Entries for labeling with bounding boxes:
******************************
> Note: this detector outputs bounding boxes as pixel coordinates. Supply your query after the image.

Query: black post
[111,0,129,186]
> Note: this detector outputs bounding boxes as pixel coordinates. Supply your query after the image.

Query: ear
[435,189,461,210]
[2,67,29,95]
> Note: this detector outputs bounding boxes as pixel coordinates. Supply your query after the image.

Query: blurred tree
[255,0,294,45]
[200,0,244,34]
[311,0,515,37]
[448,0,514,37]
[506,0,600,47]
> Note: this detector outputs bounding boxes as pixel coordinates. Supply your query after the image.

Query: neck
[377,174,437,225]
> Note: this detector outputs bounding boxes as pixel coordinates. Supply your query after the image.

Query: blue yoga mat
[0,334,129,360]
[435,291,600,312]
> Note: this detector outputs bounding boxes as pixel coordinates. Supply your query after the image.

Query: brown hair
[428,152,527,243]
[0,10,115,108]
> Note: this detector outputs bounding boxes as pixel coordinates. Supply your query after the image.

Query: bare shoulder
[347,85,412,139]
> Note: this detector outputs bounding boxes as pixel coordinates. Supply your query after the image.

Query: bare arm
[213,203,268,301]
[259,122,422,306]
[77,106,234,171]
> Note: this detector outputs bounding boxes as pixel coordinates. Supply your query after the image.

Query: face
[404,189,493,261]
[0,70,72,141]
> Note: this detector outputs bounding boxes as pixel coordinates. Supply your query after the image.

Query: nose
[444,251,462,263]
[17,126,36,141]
******************************
The exercise: Reproduce the entries verbatim, starting at the beginning of the entries and ending with the line that contains "[0,10,115,108]", both ends included.

Reply:
> Note: this detector outputs bounding boxes as pixel coordinates. Supply your query after the image.

Query: black post
[111,0,129,186]
> Note: this detector outputs bounding boxes as pixel coordinates. Supply your query after the image.

Query: ear
[435,189,461,210]
[2,67,29,95]
> Note: this detector outputs bounding boxes as pixel coordinates. Supply your query after the image.

Query: blurred tree
[255,0,294,45]
[200,0,244,34]
[311,0,515,37]
[448,0,514,37]
[506,0,600,47]
> Note: this detector outputs bounding boxes as pixel coordinates. Supply your query after the image.

Query: neck
[377,174,437,225]
> Note: this detector outputs bounding boxes as pixel coordinates. Supply your query after the image.

Query: blue yoga mat
[0,334,129,360]
[435,291,600,312]
> Note: this detector outputs bounding boxes as pixel coordinates. Supply your query after the image.

Query: brown hair
[428,152,527,243]
[0,10,115,108]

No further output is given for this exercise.